Recast the stretch from the start of the items through the line containing "point(148, 80)" as a Markdown table with the columns Row and Item line. Give each non-blank line its own numbered row.

--------------------------------

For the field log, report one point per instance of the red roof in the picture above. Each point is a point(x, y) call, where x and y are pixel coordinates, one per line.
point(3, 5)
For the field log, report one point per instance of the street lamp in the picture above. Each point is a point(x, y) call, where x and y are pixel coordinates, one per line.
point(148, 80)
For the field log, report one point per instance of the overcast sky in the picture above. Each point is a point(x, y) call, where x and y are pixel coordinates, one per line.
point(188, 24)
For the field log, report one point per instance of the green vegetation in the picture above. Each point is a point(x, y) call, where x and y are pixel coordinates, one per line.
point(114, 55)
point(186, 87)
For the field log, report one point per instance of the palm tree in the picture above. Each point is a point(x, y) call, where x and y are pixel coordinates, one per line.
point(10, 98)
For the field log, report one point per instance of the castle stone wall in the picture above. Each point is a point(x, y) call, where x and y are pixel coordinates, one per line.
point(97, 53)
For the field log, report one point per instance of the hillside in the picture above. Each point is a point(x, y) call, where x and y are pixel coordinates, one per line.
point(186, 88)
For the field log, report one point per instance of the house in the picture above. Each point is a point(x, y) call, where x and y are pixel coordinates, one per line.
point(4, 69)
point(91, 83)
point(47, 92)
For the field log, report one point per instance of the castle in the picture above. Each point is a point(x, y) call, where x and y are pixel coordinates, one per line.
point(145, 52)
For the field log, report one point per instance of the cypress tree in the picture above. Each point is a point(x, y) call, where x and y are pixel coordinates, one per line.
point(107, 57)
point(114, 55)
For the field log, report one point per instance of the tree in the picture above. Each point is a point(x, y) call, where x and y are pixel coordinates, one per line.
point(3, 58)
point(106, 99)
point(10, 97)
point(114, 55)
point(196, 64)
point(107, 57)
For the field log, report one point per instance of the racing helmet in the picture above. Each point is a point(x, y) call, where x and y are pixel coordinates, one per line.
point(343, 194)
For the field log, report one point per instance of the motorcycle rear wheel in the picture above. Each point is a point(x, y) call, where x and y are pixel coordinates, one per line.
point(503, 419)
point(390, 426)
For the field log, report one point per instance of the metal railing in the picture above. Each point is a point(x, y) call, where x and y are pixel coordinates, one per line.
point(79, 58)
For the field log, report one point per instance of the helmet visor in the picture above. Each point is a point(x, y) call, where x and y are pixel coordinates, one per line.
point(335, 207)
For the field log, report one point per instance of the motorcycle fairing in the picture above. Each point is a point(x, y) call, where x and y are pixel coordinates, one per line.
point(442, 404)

--------------------------------

Full answer
| Row | Item line |
|---|---|
| 1 | For the field log, report one point per instance of the red roof in the picture above. Each point is a point(x, y) call, where x and y are pixel coordinates, one per line. |
| 2 | point(3, 5) |
| 3 | For the field log, report one point per instance of the street lamp in the picture above. Each point is a point(x, y) call, where x and y are pixel coordinates, one per line. |
| 4 | point(148, 80) |